**Problems to work on:**
A) Print the Apple M1 article exactly, everything from "Animation, post-production and" down to "Photoshop next year.".
B) Continue the article on CG applications supporting Apple's M1 chips from the point where it stops.

-- Begin Extracted text --

Friday, November 13th, 2020 Posted by Jim Thacker

Which CG applications support Apple’s new M1 chips?

Apple announced its new M1 chip during its livestream earlier this week. You can see some of the CG applications that support the new Mac processors from 17:30 in the video above, and read a full list below.


Posted on 13 November 2020. Scroll down for news of the latest applications to support M1 chips.

CG software developers have begun to announce support for Apple’s M1 chip, the first of the firm’s Apple Silicon processors, due to ship next week in its new MacBook Pro, MacBook Air and Mac mini systems.

Animation, post-production and design applications already compatible with the M1 chips include Maxon’s Cinema 4D, Blackmagic Design’s DaVinci Resolve, and Serif’s Affinity Photo, Designer and Publisher.

An M1-compatible version of Otoy’s Octane X renderer will be available “in tandem” with the new Macs, and Apple announced that Adobe will support the M1 in Lightroom next month, and Photoshop next year.

The first Apple Silicon chip promises the ‘world’s fastest integrated graphics’
The M1 is the first of the new Apple Silicon processors: the new ARM-based SoCs that will replace Intel processors in the firm’s laptops and desktop Macs.

It features both an eight-core CPU and integrated graphics, and will become available in Apple’s new 13-inch MacBook Pro, new MacBook Air and Mac mini, all due to ship “from next week”.

Apple claims that it offers the “world’s fastest integrated graphics in a personal computer” and the “world’s best CPU performance per Watt”.

-- End Extracted text --
-- Begin Data entries --

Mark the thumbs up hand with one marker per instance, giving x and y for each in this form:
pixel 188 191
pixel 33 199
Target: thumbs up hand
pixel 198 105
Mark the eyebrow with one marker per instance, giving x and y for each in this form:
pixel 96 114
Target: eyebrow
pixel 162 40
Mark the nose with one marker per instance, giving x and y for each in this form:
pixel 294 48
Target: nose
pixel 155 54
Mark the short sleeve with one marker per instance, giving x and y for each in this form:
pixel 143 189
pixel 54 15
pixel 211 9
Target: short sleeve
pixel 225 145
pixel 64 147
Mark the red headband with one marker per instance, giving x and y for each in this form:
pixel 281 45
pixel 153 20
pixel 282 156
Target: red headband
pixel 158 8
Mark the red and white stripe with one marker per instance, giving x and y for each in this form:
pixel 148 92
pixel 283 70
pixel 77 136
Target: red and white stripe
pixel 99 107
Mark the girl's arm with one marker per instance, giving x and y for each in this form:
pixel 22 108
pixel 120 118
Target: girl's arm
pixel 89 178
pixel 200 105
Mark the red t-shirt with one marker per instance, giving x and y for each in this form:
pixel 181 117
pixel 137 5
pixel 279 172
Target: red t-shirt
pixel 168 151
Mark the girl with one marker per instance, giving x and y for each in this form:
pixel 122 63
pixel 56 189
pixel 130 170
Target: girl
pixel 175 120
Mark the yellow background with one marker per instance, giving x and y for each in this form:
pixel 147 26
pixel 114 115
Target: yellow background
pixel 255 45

-- End Data entries --

**Answers to each task:**
A)
Animation, post-production and design applications already compatible with the M1 chips include Maxon’s Cinema 4D, Blackmagic Design’s DaVinci Resolve, and Serif’s Affinity Photo, Designer and Publisher.

An M1-compatible version of Otoy’s Octane X renderer will be available “in tandem” with the new Macs, and Apple announced that Adobe will support the M1 in Lightroom next month, and Photoshop next year.

B)
There are some caveats about how that will translate to serious CG work, which we’ll address at the end of this story, but first: which CG applications are actually supporting the M1 chip at launch?

Stable builds

Apple
Unsurprisingly, Apple is supporting the M1 in its own software, including editing tool Final Cut Pro, noting on its website that “every app that comes with Mac, and every app made by Apple, is optimised for M1”.

Maxon
Maxon has been quick out of the gate, touting Cinema 4D as the “first professional 3D animation tool available for the new Macs”. Cinema 4D R23 SP1 is available now, and is a free update for existing users.

Maxon also supports the M1 in version 23 of Cinebench, its free CPU benchmarking tool.

Serif
Serif supports the M1 chip in version 1.8.6 of its Affinity tools: image editing app Affinity Photo, vector design software Affinity Designer and desktop publishing system Affinity Publisher.

All three updates are available now and again, are free to existing users.

Beta builds

Blackmagic Design
Blackmagic Design has also released an M1-compatible version of DaVinci Resolve, its colour grading and editing software, in beta. The base edition is free.

Updated 10 March 2021: Blackmagic has now shipped DaVinci Resolve 17.1 and compositing application Fusion Studio 17.1, both of which natively support M1 processors.

Otoy
Otoy has announced in a tweet that it will have an M1-compatible version of Octane X, the new Metal-native version of OctaneRender, its GPU renderer.

Updated 10 March 2021: Otoy has released Octane X PR 8, which includes native M1 support.

Unity
Unity Technologies is also supporting the M1 GPU in its Unity game engine.

Once again, the relevant release, Unity 2020.2, is still in beta, and Unity has confirmed that the M1 is currently only supported by the Unity player, not the Unity Editor itself.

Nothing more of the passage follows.